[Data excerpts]
******

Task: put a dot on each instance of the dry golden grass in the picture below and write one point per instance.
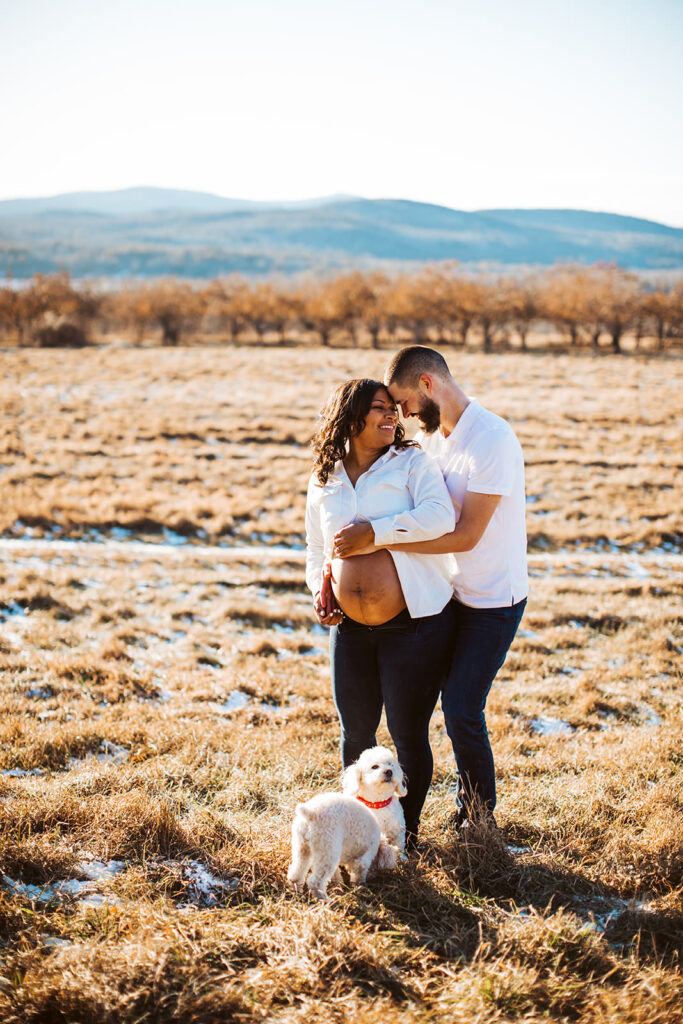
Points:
(166, 707)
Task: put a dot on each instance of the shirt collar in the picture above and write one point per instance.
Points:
(464, 423)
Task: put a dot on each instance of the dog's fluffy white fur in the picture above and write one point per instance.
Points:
(335, 829)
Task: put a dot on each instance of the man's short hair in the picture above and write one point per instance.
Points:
(409, 365)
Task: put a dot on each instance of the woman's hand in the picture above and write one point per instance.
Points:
(326, 617)
(356, 539)
(325, 603)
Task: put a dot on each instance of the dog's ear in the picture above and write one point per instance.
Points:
(351, 780)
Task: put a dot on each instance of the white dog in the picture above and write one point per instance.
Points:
(354, 828)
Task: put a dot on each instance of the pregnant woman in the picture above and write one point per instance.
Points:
(390, 642)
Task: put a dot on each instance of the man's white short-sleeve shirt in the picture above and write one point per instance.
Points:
(482, 455)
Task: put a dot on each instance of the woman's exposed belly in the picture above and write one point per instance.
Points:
(368, 588)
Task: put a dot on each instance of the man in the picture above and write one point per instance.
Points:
(483, 468)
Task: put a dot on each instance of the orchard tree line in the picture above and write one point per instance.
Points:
(595, 305)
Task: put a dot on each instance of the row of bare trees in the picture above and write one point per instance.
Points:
(588, 305)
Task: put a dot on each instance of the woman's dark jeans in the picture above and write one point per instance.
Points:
(481, 638)
(401, 665)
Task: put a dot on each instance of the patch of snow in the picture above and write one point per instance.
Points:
(547, 726)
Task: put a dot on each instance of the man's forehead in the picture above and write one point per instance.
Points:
(396, 392)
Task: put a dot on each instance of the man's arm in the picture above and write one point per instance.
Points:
(477, 509)
(476, 514)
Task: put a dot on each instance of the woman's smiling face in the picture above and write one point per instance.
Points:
(381, 421)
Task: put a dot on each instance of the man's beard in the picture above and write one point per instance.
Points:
(429, 415)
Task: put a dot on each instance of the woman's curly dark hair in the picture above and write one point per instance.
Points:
(343, 418)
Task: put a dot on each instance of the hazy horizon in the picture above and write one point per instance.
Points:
(274, 201)
(535, 105)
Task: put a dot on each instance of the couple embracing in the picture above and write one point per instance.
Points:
(416, 556)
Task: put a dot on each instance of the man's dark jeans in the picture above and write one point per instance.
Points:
(481, 638)
(400, 665)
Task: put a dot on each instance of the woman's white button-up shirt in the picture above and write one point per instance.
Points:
(404, 498)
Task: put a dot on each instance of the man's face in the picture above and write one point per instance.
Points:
(414, 402)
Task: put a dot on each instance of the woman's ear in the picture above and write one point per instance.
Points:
(351, 780)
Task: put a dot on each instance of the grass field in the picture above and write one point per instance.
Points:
(166, 702)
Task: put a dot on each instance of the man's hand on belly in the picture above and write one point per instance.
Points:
(356, 539)
(325, 603)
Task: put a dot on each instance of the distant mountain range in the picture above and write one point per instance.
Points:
(157, 231)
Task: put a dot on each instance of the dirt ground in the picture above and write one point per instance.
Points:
(166, 702)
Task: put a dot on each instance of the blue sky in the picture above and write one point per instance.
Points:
(470, 104)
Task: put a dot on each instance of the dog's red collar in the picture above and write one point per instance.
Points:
(375, 807)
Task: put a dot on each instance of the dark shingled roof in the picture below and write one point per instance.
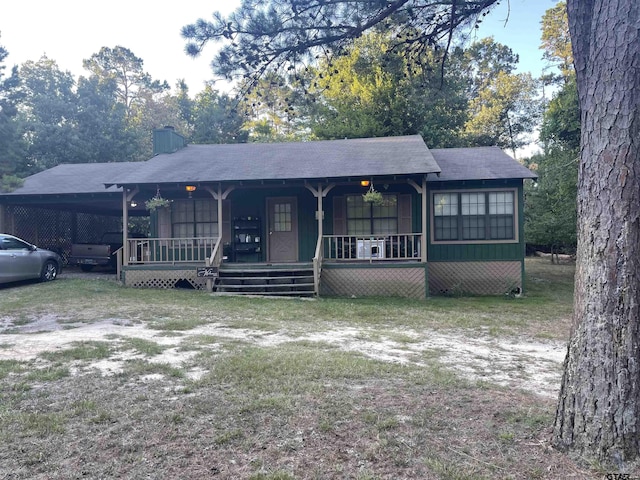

******

> **What to produce**:
A word-for-word copy of the data, without its pictures, is what is needed.

> **Reply**:
Task: put a dot on each instance of the dry golden grass in the picture below and write one point per instance.
Points:
(166, 707)
Task: put a dot on each instance of the shirt collar in the picture above and write one point per instance.
Points:
(464, 423)
Task: put a dot on each instance of the dog's fluffy white fur in the picture above and write one point per instance.
Points:
(335, 829)
Task: put a dot on each instance of the man's short hair in the picture above and write one point per instance.
Points:
(409, 365)
Task: put a dot on each instance of the woman's hand in the picture above and write one point per instance.
Points:
(326, 617)
(356, 539)
(325, 603)
Task: put a dot on each instance of the dog's ear in the picture above and write one point per instance.
Points:
(351, 780)
Task: put a dot on each instance of the white dog in the picture above and write one point per instance.
Points:
(354, 828)
Task: put a dot on each instance of the pregnant woman in the picture above and write one point per instance.
Points:
(390, 642)
Task: put a dot on each instance of the man's white short-sleeve shirt in the picture above and write one point per instance.
Points:
(482, 455)
Task: put a dot on each instance of the woman's exposed belly in the picture above and write one point per instance.
Points:
(368, 588)
Task: put a dot on each instance of the man in the picture above and write one point per instance.
Points:
(483, 468)
Task: put a dot on each instance of the orchard tree line in the picture above and write one point per instance.
Points:
(595, 305)
Task: put a dot on each instance of the row of bare trees in the picture above and write one point per instance.
Points:
(588, 305)
Task: put a dot on each instance of the woman's dark jeans in the picture above and write one point per instance.
Points:
(481, 638)
(401, 665)
Task: put a dot on each instance of the patch of snow in the picture above and write one point per instance.
Points:
(547, 726)
Task: put a dot on each instance of the man's forehead in the picture above and write one point per instance.
Points:
(396, 392)
Task: put a dot on each instance of the man's arm in the picture above and write one point per instance.
Points:
(477, 509)
(476, 514)
Task: put a dot on each instance of the woman's smiling face in the picture above and write one point per instance.
Points:
(381, 421)
Task: put a dot on each instance of the man's beard in the picture above and write one point per instance.
Points:
(429, 415)
Task: put a dot on each instance of the woman's curly dark hair in the picture above and write one point per instance.
Points:
(343, 418)
Task: put a dot on each instance of the hazy horizon in the picture above and write one point per instance.
Points:
(274, 201)
(535, 105)
Task: put a dot on each instance of the couple embracing in the picture above and write one point per instance.
Points:
(416, 556)
Task: put a dot on each instance of the man's dark jeans in the picture above and write one point per instance.
Points:
(481, 638)
(400, 665)
Task: put a dot on each instance of the woman's white button-up shirt in the picture above and write one point per instance.
Points:
(404, 498)
Task: put a dot on each instance of the man's face in the picture above and write one point per instance.
Points:
(414, 402)
Task: put a dot on each instance of the woman's ear in the picture above and write one point per instance.
Points:
(351, 780)
Task: put a dot on each instance of the grass field in the picture above and write one point per instance.
Points:
(166, 702)
Task: put a dot on each instance of the man's hand on belly in the picture above and write one point per instance.
Points:
(356, 539)
(325, 603)
Task: put a dot on each instance of the distant mountain range in the picture above and write one point per instance.
Points:
(157, 231)
Task: put a dot on each instance of the dirt ground in the picture above and write one point per instance.
Points:
(166, 702)
Task: put a dot on each instance of the blue sky in the picture above and write one point per instance.
Points:
(470, 104)
Task: put a dot on each instance of the dog's red collar in the picture above and write one point per instance.
Points:
(375, 807)
Task: put a dot on each instance of the dark shingled roof in the picture below and write one point per instance.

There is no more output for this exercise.